- Opening Delimiter -

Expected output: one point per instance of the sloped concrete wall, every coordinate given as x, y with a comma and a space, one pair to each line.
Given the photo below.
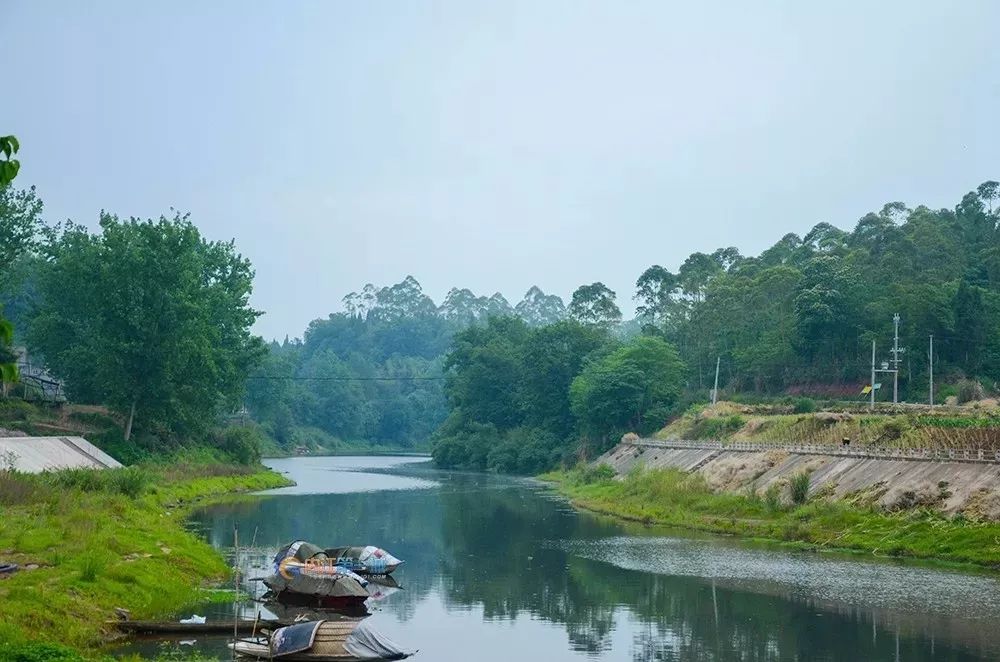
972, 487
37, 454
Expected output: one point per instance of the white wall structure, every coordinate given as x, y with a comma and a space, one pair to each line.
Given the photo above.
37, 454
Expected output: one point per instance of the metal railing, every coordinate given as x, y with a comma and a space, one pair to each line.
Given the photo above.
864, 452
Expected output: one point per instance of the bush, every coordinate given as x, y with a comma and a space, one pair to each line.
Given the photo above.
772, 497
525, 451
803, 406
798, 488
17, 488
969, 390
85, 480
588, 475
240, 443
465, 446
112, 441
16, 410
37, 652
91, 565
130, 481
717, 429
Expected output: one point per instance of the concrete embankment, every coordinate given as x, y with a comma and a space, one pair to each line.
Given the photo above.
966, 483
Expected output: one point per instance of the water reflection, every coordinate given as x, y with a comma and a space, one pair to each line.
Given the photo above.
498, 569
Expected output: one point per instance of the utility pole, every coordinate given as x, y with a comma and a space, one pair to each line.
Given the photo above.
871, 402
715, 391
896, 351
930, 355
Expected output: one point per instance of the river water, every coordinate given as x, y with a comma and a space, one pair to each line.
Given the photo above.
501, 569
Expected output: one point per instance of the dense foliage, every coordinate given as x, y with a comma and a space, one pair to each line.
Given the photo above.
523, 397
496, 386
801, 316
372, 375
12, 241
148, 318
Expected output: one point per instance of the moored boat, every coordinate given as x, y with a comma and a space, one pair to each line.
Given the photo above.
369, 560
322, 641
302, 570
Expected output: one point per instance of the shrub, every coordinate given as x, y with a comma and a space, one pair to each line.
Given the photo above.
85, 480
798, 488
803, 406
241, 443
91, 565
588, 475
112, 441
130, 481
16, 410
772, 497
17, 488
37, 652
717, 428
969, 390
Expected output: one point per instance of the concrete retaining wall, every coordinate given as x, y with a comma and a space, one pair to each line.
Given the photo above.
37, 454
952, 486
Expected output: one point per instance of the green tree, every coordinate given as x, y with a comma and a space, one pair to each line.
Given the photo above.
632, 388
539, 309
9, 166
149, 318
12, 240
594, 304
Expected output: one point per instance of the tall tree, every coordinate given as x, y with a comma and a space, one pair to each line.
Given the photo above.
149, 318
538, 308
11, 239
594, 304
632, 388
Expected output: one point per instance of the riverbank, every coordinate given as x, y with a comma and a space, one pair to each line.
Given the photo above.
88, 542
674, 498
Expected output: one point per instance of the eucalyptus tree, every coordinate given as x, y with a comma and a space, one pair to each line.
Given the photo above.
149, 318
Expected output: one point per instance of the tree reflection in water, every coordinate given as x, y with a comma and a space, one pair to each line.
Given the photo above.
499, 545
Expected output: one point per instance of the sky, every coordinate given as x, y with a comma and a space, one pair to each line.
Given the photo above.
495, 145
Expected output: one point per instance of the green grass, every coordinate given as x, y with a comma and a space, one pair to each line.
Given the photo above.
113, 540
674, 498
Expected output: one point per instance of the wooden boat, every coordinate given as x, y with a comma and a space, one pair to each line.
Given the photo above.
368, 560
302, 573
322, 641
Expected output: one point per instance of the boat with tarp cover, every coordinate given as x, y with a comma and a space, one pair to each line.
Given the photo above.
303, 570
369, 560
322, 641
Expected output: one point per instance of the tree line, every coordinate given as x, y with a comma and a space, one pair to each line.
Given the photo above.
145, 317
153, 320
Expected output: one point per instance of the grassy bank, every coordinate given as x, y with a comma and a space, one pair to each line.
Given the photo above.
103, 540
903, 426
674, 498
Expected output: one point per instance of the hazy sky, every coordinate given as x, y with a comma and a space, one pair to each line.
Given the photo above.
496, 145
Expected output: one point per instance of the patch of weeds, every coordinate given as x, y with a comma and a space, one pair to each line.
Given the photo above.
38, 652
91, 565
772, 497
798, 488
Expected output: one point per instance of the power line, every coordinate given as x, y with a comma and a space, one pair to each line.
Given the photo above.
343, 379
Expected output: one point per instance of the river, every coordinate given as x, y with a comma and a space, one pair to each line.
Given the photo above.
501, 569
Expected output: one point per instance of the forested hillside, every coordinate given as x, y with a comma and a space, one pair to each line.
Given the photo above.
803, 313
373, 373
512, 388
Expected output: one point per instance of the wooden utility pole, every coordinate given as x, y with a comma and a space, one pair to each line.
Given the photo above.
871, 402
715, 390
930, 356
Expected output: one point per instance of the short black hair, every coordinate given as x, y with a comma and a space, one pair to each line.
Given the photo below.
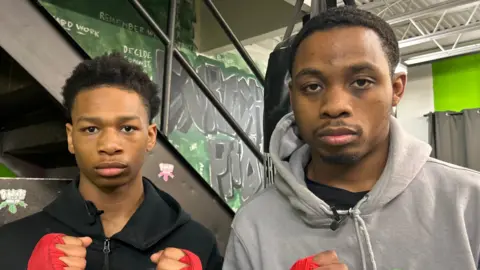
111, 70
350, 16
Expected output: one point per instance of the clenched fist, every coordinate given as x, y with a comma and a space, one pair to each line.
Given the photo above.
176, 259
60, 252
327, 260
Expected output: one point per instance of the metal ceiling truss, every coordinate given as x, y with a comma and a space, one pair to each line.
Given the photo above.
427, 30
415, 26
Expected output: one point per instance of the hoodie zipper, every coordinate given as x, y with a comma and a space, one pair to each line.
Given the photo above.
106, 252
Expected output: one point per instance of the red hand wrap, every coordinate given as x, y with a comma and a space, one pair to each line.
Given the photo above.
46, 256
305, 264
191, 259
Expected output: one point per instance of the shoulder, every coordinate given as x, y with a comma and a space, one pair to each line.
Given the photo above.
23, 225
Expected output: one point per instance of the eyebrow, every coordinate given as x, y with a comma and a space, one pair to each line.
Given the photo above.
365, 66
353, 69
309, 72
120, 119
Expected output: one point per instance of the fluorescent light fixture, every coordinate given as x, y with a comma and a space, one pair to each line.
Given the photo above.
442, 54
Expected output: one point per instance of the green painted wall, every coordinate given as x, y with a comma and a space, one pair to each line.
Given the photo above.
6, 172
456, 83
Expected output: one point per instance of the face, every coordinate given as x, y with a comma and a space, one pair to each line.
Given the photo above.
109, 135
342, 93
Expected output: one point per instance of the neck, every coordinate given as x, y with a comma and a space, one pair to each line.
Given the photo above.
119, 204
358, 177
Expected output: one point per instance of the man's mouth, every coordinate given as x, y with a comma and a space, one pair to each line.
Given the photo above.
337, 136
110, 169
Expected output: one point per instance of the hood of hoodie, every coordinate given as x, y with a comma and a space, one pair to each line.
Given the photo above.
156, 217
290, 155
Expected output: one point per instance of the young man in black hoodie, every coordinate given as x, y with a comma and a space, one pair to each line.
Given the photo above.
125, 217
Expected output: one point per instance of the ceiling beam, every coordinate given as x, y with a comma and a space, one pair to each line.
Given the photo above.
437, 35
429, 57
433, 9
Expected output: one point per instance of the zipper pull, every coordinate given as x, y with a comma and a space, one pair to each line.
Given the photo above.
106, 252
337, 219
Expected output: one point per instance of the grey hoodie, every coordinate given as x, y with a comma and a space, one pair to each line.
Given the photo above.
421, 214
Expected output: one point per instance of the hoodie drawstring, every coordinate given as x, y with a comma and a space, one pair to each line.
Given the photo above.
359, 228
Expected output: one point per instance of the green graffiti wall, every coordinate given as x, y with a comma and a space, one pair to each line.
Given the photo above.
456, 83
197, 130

- Closing Delimiter -
- Opening Delimiter -

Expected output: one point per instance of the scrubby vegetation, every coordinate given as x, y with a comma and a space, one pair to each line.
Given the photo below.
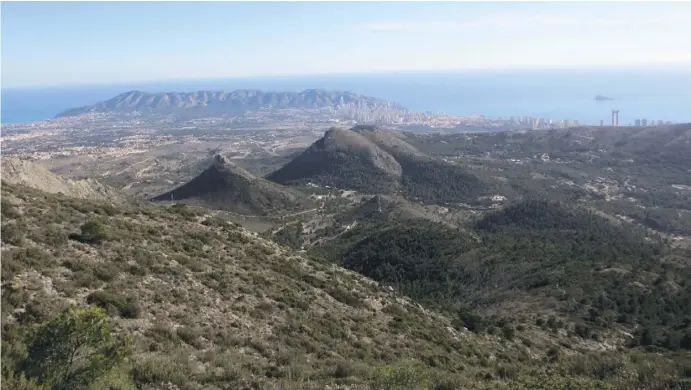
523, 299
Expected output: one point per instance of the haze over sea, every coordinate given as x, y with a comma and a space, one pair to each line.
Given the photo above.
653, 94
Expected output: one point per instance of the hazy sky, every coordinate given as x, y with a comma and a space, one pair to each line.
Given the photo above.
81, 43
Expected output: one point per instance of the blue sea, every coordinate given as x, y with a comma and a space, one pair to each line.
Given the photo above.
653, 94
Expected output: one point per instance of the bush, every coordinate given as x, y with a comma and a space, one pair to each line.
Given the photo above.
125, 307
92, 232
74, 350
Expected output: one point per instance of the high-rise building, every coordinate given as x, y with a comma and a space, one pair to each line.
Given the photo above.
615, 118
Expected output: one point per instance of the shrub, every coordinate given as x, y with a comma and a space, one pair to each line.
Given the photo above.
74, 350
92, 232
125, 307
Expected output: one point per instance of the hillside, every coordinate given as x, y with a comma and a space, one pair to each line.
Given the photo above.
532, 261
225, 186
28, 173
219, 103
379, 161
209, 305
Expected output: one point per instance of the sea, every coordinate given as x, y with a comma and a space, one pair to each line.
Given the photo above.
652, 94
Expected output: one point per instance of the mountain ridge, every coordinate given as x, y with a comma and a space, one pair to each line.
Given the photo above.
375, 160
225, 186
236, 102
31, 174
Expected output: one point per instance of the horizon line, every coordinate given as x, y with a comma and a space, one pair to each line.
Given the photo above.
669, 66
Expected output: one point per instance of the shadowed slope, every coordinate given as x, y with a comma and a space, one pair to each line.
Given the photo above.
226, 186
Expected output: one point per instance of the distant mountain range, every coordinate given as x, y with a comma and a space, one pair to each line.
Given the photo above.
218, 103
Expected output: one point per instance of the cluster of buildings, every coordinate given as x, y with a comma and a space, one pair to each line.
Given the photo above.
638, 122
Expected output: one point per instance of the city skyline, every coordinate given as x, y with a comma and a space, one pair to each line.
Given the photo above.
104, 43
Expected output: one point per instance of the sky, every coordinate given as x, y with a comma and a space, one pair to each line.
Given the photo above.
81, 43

- Closing Delimiter -
- Opening Delimiter -

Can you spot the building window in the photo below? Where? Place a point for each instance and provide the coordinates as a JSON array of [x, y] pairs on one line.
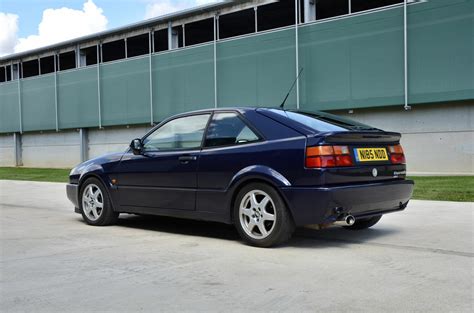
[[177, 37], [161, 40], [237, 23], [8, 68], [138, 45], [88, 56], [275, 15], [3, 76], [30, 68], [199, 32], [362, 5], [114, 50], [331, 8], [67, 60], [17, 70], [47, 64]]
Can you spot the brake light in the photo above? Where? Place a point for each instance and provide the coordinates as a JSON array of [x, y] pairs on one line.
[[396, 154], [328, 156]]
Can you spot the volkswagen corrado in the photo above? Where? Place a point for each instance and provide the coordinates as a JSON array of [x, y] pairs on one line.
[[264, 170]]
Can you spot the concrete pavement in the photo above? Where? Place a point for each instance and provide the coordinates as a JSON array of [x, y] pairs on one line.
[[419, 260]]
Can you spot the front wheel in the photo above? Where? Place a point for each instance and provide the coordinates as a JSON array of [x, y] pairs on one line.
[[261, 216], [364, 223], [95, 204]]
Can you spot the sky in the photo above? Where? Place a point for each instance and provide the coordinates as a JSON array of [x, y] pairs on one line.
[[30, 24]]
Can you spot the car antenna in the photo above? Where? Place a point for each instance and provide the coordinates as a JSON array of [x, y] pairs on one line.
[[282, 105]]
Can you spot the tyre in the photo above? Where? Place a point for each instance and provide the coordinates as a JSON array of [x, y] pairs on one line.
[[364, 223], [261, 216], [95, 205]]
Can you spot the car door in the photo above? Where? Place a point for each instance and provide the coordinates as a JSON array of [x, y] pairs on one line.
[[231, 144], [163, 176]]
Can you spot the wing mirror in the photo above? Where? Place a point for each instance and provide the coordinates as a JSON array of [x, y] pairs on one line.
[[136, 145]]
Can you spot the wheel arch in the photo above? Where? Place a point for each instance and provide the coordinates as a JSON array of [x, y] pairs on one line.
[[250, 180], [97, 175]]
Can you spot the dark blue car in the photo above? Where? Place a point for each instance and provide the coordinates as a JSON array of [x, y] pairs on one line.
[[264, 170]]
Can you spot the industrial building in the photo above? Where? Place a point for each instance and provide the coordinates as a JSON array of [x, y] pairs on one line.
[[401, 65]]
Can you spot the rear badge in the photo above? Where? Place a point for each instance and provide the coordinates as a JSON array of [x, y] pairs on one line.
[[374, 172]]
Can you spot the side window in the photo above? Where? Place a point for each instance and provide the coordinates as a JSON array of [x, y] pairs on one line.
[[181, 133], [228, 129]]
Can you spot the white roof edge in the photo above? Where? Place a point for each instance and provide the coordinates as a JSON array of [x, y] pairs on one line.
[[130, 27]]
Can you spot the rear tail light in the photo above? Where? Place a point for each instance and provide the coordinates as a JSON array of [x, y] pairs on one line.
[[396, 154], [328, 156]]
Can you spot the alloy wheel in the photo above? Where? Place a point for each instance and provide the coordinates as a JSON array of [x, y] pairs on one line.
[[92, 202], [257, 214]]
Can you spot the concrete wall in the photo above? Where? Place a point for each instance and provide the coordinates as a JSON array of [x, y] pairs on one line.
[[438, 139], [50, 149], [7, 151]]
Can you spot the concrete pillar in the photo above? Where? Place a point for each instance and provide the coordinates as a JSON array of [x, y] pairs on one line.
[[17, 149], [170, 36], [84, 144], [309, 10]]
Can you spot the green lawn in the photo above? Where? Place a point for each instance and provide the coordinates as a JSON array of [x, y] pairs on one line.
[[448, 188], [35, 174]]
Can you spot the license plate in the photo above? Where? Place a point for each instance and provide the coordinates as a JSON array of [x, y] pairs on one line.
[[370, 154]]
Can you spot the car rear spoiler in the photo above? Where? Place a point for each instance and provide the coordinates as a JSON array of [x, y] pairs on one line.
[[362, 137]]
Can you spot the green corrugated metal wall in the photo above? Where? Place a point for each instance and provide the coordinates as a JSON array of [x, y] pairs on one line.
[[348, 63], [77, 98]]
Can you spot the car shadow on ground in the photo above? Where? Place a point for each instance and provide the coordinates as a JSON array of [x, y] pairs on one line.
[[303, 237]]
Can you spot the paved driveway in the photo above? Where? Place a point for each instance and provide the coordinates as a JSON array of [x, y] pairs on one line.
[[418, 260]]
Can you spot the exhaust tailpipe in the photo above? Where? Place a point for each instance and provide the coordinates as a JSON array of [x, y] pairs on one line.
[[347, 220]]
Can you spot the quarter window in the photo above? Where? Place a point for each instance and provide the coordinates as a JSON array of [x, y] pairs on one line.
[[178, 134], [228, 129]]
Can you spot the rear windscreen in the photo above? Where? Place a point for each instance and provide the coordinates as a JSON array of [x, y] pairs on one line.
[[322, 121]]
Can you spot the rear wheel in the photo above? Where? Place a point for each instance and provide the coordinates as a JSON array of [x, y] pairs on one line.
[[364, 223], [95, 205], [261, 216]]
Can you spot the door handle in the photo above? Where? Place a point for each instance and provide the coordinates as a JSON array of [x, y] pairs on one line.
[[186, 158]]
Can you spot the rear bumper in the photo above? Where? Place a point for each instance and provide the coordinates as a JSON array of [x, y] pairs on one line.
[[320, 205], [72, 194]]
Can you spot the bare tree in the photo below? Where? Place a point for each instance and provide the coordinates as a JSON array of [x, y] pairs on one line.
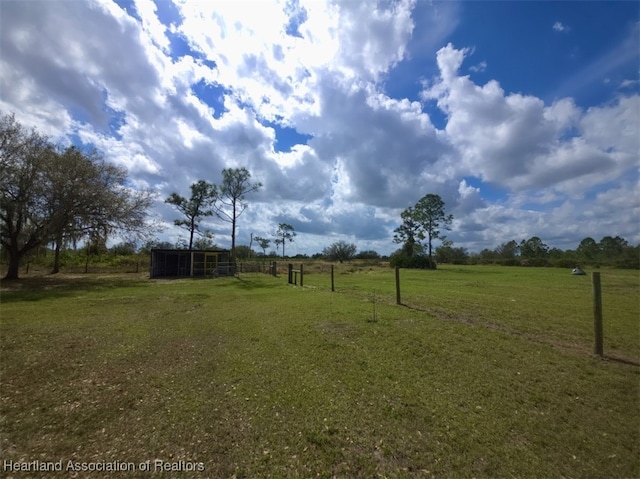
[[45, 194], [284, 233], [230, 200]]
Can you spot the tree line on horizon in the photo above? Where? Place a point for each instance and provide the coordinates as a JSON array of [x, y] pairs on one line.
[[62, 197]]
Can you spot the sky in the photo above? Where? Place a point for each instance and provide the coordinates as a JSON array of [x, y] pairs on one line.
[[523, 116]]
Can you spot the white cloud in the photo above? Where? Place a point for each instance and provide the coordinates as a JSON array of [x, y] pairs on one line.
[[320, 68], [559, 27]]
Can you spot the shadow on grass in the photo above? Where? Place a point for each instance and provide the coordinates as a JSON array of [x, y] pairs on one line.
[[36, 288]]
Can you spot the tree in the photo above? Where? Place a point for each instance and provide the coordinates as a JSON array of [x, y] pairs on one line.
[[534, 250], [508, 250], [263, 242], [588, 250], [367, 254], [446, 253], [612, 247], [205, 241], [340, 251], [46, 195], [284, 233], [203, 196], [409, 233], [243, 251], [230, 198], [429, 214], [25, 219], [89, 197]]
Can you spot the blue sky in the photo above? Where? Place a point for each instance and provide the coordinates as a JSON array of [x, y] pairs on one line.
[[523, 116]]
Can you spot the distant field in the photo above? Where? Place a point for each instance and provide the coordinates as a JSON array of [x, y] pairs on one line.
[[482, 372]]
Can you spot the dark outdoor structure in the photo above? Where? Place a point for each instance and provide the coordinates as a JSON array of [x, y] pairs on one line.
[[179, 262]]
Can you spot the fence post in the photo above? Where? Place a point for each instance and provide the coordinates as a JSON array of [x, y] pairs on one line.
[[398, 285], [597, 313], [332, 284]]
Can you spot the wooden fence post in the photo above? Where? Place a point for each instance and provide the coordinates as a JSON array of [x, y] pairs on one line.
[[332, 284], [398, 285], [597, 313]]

- Closing Delimiter -

### PROBLEM REQUIREMENTS
Determine how many lines in the entries above contain the word "zipper", and respond with the number alone.

### SOLVED EXERCISE
2